_Tasks:_
• 1. Reproduce the stretch of the MRNet passage below from "A simplified version" through "point value result.".
• 2. For each statement, answer yes or no according to the MRNet passage below, and quote the words that decide it: (a) The front-end creates the MRNet network instance in line 5. (b) The back-ends make a stream-specific recv call. (c) Each back-end sends a scalar floating point value upstream toward the front-end.

_Source passage:_

A simplified version of code from an example tool front-end is shown in Figure 4.1. In the front-end code, after some variable definitions in lines 1-4, in line 5, an instance of the MRNet network is created using the topology specification in config_file. In line 6, the newly created network object is queried for an auto-generated broadcast communicator that contains all available end-points. In line 7, this communicator is used to established a stream for which the MRNet internal processes will use a filter that finds the maximum floating point data value of the data sent upstream. The front-end then might send one or more initialization messages to the backends; in our example code on line 9, we broadcast an integer initializer and await the single floating point value result.

Figure 4.2. MRNet Back-end Sample Code

   back_end_main(){
1.   MR_Stream * stream;
2.   int val;
3.   MR_Network::init_backend( );
4.   MR_Stream::recv("%d", &val, &stream);
5.   if(val == FLOAT_MAX_INIT){
6.      stream->send("%f", rand_float);
     }
   }

Figure 4.2 shows the code for the back-end that reciprocates the actions of the front-end. Each tool back-end first connects to the appropriate internal process, via the init_backend call in line 3. While the front-end makes a stream-specific recv call, the back-ends make a stream-anonymous recv that returns the integer sent by the front-end along with a stream object representing the stream that the front-end has established. Finally, each back-end sends a scalar floating point value upstream toward the front-end.

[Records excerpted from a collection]

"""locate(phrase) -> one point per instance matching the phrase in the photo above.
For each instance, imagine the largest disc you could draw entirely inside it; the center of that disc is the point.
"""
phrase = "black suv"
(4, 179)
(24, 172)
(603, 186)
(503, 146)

_Responses:_
• 1.
A simplified version of code from an example tool front-end is shown in Figure 4.1. In the front-end code, after some variable definitions in lines 1-4, in line 5, an instance of the MRNet network is created using the topology specification in config_file. In line 6, the newly created network object is queried for an auto-generated broadcast communicator that contains all available end-points. In line 7, this communicator is used to established a stream for which the MRNet internal processes will use a filter that finds the maximum floating point data value of the data sent upstream. The front-end then might send one or more initialization messages to the backends; in our example code on line 9, we broadcast an integer initializer and await the single floating point value result.

• 2.
(a) Yes: "in line 5, an instance of the MRNet network is created using the topology specification in config_file"
(b) No: "the back-ends make a stream-anonymous recv"
(c) Yes: "each back-end sends a scalar floating point value upstream toward the front-end"